===== LÍNEAS DE DATOS =====

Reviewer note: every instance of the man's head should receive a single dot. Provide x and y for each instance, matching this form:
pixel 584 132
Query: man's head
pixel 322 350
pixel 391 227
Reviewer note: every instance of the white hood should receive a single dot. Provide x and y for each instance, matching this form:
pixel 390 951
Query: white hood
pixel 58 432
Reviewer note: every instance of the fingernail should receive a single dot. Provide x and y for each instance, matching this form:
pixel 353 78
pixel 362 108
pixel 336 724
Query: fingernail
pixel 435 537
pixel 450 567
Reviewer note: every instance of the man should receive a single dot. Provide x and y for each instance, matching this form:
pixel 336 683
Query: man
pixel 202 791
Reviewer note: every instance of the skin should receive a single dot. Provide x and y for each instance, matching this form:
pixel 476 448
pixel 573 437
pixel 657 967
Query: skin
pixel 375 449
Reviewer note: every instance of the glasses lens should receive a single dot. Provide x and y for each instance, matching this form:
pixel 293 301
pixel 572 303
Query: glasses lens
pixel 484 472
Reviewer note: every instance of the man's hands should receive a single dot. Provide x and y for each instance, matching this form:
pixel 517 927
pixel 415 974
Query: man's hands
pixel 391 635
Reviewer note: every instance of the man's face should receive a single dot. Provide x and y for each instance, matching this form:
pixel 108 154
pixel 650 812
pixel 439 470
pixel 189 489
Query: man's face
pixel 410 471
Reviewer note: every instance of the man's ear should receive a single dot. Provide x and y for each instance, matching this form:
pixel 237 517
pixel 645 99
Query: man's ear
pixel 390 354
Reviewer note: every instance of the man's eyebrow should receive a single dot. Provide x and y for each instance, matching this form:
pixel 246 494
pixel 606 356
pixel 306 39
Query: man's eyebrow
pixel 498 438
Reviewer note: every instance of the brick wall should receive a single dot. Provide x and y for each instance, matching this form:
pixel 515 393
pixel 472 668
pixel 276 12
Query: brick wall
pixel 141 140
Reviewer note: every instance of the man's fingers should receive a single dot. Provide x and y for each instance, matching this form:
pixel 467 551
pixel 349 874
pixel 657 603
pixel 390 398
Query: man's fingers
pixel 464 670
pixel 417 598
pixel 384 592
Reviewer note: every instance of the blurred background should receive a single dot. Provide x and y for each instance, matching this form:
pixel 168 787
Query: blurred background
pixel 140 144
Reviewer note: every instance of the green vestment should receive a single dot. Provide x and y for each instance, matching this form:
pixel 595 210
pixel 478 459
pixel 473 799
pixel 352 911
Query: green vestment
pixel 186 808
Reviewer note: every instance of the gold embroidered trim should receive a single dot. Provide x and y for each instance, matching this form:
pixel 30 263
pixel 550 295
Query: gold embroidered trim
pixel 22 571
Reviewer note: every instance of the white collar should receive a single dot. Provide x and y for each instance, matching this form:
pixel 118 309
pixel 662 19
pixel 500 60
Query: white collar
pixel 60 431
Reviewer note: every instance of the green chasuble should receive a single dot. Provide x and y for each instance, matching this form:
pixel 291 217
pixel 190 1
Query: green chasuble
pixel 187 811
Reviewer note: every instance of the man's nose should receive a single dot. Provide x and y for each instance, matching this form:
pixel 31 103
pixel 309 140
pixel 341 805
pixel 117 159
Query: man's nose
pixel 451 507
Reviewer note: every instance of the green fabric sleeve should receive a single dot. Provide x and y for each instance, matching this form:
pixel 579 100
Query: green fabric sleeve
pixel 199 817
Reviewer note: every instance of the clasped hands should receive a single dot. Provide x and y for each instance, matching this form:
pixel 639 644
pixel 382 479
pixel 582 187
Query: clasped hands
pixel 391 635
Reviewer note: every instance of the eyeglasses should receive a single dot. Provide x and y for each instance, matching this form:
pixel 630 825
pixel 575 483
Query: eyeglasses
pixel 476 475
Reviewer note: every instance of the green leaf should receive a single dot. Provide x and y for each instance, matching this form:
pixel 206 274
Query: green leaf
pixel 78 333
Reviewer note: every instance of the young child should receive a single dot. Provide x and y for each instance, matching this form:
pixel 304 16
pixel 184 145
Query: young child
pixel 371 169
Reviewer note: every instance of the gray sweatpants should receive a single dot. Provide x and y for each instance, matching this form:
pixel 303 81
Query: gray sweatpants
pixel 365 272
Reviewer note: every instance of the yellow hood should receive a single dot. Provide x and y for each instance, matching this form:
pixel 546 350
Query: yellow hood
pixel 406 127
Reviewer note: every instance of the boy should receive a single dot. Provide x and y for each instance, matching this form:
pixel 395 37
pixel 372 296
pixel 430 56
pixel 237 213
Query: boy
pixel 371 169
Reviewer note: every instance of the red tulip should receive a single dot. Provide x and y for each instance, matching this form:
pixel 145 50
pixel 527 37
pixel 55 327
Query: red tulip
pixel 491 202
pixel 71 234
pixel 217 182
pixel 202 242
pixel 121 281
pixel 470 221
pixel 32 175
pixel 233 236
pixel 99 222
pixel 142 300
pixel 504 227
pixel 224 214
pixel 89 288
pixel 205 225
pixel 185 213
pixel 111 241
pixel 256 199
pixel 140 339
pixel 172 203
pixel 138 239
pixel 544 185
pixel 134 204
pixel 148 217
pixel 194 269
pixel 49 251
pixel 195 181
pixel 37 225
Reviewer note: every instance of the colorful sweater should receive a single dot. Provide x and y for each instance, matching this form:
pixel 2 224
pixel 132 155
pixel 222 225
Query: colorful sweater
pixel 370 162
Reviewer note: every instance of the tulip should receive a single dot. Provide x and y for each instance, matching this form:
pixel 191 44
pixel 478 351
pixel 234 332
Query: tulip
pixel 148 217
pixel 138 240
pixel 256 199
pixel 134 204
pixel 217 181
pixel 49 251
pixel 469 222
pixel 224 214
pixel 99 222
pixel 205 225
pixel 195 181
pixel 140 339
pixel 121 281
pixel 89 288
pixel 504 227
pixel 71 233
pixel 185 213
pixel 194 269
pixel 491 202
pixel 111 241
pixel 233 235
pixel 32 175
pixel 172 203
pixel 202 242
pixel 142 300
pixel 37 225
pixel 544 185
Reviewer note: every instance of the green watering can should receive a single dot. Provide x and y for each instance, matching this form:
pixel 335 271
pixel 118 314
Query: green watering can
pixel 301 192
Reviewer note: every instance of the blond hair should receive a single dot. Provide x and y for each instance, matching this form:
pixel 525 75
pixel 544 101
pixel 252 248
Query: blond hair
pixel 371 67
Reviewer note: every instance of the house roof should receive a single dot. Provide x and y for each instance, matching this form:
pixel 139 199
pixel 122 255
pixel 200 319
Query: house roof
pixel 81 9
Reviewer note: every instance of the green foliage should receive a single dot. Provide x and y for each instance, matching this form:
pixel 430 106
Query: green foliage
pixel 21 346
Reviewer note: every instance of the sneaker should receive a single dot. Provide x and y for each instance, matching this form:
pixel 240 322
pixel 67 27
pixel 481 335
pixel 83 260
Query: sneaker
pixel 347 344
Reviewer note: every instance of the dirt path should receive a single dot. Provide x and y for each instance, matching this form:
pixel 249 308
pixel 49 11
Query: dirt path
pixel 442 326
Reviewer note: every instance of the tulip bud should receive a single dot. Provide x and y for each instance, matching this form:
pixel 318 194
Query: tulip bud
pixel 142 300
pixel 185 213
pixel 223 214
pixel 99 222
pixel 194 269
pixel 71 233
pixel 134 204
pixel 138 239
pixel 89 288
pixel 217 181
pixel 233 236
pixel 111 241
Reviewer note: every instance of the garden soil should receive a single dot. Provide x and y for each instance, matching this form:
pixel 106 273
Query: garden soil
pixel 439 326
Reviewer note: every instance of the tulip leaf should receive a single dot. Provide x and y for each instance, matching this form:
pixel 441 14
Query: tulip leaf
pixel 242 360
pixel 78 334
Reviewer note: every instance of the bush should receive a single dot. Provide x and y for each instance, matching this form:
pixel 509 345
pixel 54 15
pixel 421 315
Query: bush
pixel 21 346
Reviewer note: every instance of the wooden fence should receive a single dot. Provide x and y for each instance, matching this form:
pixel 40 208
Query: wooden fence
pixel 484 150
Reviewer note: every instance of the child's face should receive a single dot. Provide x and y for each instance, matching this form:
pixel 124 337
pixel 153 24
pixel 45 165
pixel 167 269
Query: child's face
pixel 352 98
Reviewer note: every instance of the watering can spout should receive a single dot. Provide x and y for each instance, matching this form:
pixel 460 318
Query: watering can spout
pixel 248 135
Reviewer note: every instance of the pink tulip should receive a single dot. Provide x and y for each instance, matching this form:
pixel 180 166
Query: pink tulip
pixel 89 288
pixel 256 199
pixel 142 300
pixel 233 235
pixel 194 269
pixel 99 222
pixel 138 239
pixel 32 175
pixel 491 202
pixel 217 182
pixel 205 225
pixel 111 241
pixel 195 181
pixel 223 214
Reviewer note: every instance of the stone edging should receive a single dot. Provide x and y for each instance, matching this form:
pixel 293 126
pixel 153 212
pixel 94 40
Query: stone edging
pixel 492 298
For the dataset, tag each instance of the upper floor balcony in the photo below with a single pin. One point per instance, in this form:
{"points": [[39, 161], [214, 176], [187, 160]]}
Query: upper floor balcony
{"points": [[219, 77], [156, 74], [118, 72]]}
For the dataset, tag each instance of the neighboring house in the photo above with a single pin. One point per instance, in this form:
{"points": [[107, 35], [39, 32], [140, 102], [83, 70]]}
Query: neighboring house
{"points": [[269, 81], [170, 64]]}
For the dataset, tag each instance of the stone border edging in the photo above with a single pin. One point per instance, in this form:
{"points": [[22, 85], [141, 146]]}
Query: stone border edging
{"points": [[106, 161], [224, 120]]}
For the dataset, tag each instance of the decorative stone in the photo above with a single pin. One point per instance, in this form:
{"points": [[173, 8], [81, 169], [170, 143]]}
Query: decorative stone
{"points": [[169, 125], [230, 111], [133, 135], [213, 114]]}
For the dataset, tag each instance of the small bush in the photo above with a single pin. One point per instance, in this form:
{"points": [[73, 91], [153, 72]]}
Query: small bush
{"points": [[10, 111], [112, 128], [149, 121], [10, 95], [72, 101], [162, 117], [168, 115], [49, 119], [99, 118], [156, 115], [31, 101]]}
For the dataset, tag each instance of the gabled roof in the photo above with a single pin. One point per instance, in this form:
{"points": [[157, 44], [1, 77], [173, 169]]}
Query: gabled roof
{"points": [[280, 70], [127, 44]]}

=====

Vuelve a escribir sin cambios las líneas del listado, empezando en la que contiene "Reviewer note: every instance of the gray" y terminando en la que contiene "pixel 406 127", ambas incluidas.

## RESULTADO FINAL
Reviewer note: every instance of the gray sweatpants should receive a single dot. Provide x and y for each instance, matching this form:
pixel 303 81
Query: gray sweatpants
pixel 365 272
Reviewer note: every instance of the yellow hood should receive a single dot. Provide x and y for each instance, matching this form:
pixel 546 350
Query: yellow hood
pixel 406 127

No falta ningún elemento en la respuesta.